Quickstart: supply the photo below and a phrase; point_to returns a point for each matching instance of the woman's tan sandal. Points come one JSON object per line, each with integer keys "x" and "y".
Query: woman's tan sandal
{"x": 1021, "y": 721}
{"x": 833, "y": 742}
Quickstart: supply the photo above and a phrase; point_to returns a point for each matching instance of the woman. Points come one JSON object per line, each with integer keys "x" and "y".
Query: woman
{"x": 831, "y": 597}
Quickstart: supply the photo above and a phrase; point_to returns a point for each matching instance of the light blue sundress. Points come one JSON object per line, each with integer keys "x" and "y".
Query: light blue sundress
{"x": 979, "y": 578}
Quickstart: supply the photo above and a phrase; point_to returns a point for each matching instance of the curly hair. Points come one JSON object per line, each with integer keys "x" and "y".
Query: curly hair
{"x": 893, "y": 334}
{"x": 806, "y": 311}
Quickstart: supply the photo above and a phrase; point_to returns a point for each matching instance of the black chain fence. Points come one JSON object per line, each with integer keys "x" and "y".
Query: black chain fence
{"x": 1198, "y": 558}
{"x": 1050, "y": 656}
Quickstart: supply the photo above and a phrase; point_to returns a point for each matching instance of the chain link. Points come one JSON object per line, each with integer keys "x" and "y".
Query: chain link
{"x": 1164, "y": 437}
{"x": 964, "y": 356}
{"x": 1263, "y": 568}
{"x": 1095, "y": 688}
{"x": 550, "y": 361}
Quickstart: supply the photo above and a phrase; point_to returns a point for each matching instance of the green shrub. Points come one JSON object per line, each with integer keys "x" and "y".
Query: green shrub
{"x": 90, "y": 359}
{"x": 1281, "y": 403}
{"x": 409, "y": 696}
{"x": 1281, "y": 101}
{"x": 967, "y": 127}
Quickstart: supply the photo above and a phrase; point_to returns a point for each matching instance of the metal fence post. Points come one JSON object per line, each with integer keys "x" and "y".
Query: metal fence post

***

What the task requires: Repeat the records above exactly as they appear.

Complete output:
Quickstart: supply the photo below and a phrase; point_to returns a point for each matching instance of the woman's tan sandal. Points come one JSON object per line, each with integer keys "x" and "y".
Query: woman's tan sandal
{"x": 1021, "y": 721}
{"x": 833, "y": 742}
Quickstart: supply the photo above and a phrase; point_to returns a point for each matching instance of the woman. Points come one JSON object per line, each with integer keys "x" and "y".
Query: woman
{"x": 831, "y": 597}
Quickstart: supply the photo above and a phrase; point_to returns a point for each matching instance of the light blue sundress. Points come one JSON object per line, each with integer keys "x" and "y".
Query: light blue sundress
{"x": 979, "y": 578}
Quickstart: supply the photo above and a phrase; point_to returns a point for each matching instance of the curly hair. Points come one JSON object per line, each with integer keys "x" and "y".
Query: curly hair
{"x": 893, "y": 334}
{"x": 806, "y": 311}
Quickstart: supply the photo above and a phrase; point_to returns a point for each matching instance of the black chain fence. Points come one JSON object per line, each with integer keys "x" and "y".
Query: black chain fence
{"x": 1198, "y": 558}
{"x": 1050, "y": 656}
Quickstart: supply the photo above and a phrase; point_to returns a point for each matching instance of the chain link. Points come one JSON object per line, each with integer keys "x" and "y".
Query: chain link
{"x": 1164, "y": 437}
{"x": 964, "y": 356}
{"x": 1263, "y": 568}
{"x": 1095, "y": 688}
{"x": 550, "y": 361}
Quickstart: supply the photo above and a phrase; point_to returns a point for each matching instance of the green shrub. Points come one JSON object per line, each with integer keys "x" and "y".
Query: green shrub
{"x": 90, "y": 359}
{"x": 1281, "y": 403}
{"x": 409, "y": 696}
{"x": 1281, "y": 101}
{"x": 967, "y": 127}
Quickstart: supply the photo above and a phrase; point_to returns a point for each matching instance of the metal fence post. Points come one JSON object per line, each with integer keys "x" and "y".
Query: metal fence post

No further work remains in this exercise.